PROBLEM DETAILS >>
Search the listing below for the string "gray" and copy every line where it occurs.

SOURCE MATERIAL >>
********

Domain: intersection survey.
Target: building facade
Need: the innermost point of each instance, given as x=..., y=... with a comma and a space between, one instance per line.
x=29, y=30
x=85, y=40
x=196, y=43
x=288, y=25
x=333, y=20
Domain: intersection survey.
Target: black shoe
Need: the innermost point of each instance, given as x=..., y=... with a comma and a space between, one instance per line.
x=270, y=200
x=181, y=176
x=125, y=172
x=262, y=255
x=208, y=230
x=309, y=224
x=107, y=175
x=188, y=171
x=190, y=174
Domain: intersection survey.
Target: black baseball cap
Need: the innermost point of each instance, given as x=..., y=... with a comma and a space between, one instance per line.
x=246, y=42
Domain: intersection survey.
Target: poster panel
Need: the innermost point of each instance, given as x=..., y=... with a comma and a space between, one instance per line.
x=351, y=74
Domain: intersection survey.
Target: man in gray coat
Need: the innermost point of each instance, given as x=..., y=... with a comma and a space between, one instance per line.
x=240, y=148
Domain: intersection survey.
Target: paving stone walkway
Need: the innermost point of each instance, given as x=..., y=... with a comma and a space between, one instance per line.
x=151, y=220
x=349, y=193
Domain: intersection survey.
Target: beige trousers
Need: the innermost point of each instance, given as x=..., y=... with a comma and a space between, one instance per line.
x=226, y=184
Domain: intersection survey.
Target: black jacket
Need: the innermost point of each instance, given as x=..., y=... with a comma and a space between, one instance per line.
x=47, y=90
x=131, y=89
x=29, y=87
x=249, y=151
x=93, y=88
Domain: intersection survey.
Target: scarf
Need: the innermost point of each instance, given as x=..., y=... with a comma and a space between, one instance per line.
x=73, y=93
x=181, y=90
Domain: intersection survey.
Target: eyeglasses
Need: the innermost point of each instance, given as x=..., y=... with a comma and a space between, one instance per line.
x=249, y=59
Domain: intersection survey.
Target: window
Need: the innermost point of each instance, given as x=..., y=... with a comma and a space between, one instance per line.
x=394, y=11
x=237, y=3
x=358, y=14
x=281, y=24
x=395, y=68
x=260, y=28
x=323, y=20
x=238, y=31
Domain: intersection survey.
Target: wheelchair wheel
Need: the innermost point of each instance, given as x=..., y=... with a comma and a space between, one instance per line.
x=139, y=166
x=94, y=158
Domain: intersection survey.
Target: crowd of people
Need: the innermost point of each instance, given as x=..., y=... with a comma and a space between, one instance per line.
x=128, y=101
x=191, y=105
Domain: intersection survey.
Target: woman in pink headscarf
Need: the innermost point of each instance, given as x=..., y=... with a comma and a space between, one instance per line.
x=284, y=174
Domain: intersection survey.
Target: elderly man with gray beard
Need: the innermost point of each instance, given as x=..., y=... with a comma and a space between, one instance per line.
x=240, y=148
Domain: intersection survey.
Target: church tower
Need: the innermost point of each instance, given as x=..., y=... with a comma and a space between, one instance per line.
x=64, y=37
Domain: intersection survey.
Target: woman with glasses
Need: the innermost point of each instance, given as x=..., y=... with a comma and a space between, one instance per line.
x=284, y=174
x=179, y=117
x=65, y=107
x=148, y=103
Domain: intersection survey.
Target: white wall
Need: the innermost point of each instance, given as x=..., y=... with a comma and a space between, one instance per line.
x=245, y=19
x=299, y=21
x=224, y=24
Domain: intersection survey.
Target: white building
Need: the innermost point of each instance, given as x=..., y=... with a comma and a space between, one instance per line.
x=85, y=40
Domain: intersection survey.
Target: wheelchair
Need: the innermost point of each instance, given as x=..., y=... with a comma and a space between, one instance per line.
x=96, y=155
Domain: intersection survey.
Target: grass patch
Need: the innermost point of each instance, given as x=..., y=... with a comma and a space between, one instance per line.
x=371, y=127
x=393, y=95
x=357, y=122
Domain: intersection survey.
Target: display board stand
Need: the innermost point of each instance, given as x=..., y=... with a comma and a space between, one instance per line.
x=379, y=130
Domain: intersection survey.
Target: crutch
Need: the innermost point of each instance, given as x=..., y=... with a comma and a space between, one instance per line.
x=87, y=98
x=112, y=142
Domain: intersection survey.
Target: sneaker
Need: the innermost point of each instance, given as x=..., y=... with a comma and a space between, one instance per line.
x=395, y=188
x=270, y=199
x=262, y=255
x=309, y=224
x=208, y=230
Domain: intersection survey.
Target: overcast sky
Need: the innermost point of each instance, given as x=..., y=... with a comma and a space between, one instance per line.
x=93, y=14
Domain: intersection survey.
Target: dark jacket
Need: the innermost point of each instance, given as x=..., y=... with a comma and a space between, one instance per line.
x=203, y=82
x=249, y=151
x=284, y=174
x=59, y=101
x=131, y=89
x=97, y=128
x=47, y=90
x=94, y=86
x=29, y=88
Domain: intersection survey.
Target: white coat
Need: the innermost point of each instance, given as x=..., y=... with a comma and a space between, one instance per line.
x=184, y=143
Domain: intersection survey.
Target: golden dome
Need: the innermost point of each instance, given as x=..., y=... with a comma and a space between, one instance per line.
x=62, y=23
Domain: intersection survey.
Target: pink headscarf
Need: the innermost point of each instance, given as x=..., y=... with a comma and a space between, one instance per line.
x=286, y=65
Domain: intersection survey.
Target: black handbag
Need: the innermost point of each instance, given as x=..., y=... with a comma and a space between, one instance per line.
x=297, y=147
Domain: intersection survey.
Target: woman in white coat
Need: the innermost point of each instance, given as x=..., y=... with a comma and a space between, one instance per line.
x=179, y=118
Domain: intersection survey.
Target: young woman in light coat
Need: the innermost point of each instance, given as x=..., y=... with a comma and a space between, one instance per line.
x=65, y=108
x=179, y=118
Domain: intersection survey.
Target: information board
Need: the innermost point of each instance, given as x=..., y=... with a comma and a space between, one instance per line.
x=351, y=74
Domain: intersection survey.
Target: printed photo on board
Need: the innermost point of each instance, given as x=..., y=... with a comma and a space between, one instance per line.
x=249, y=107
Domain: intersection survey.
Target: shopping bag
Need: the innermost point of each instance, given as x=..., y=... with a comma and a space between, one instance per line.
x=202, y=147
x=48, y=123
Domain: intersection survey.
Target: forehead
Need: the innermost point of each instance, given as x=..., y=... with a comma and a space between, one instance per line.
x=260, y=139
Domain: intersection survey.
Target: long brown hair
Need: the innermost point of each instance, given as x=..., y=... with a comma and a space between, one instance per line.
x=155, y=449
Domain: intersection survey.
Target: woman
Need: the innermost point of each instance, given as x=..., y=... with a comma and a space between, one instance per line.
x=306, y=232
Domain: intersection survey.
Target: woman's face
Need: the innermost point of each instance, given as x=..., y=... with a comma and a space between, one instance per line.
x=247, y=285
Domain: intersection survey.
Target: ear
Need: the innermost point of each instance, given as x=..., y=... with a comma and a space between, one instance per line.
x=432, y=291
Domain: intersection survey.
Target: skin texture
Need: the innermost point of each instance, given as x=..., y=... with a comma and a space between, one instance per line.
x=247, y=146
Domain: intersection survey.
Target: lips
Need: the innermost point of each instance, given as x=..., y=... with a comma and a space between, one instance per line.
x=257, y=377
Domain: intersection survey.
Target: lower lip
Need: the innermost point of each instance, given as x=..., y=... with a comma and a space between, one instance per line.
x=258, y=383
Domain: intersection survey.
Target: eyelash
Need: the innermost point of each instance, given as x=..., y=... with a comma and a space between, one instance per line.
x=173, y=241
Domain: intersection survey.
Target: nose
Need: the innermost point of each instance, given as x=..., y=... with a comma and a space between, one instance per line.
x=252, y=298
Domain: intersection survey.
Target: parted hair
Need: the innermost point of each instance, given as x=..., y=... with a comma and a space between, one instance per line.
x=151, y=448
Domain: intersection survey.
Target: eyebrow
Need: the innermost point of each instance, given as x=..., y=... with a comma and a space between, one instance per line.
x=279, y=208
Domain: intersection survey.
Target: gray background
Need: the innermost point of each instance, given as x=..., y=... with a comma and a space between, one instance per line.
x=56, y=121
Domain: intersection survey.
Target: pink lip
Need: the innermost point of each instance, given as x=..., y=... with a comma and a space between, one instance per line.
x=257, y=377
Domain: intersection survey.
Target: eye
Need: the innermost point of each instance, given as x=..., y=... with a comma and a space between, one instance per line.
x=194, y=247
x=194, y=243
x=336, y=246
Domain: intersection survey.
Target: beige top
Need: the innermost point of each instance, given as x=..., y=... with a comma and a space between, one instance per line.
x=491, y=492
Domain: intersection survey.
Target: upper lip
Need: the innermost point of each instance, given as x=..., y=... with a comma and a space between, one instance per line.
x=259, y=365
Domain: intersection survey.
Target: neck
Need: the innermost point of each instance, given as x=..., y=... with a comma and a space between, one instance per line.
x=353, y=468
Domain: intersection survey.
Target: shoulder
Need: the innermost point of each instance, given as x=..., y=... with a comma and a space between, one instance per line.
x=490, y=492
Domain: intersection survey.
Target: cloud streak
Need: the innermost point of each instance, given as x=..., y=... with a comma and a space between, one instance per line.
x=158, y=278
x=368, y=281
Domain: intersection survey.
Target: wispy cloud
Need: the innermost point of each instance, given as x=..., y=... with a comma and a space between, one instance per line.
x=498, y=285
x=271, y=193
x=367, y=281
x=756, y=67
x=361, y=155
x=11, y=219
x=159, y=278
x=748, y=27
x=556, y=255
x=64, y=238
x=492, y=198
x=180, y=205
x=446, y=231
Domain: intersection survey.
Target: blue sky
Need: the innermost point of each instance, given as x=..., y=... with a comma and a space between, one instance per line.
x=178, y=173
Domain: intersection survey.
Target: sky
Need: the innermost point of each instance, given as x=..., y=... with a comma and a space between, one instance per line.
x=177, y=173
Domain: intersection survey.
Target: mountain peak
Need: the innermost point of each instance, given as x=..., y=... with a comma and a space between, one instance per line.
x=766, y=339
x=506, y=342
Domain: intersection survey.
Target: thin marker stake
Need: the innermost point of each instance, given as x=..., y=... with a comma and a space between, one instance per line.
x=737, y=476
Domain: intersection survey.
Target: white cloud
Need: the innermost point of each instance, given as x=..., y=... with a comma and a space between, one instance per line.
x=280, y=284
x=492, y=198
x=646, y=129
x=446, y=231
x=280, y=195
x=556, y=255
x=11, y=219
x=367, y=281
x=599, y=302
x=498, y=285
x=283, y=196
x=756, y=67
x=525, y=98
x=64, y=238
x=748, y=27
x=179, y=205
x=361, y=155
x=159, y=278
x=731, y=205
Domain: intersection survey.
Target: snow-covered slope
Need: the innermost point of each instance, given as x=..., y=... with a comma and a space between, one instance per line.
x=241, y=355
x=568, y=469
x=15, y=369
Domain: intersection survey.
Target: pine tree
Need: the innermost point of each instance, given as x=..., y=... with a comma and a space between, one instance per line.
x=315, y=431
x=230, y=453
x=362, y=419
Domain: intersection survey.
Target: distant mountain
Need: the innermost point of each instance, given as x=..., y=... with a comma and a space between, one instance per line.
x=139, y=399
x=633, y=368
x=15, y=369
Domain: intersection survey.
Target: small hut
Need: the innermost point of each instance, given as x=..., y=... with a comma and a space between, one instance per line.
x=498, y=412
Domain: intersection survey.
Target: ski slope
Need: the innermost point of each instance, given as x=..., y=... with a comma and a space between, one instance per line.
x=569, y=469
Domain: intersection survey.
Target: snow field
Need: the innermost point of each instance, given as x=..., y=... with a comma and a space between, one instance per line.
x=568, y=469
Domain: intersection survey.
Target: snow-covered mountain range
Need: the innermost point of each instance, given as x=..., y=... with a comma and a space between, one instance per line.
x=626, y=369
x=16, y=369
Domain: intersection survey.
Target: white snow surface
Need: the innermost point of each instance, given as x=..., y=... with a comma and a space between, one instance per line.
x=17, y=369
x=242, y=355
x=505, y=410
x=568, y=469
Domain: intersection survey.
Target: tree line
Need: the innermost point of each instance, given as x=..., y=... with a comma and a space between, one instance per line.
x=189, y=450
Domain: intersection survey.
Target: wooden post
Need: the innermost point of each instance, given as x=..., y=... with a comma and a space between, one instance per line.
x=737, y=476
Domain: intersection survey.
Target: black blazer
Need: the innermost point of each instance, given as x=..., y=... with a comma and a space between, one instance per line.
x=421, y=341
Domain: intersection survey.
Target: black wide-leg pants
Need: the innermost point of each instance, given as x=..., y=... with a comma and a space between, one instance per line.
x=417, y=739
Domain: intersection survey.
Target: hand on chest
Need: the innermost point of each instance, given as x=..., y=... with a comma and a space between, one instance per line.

********

ANSWER AREA >>
Target: man in gray coat
Target: elderly man with gray beard
Target: gray background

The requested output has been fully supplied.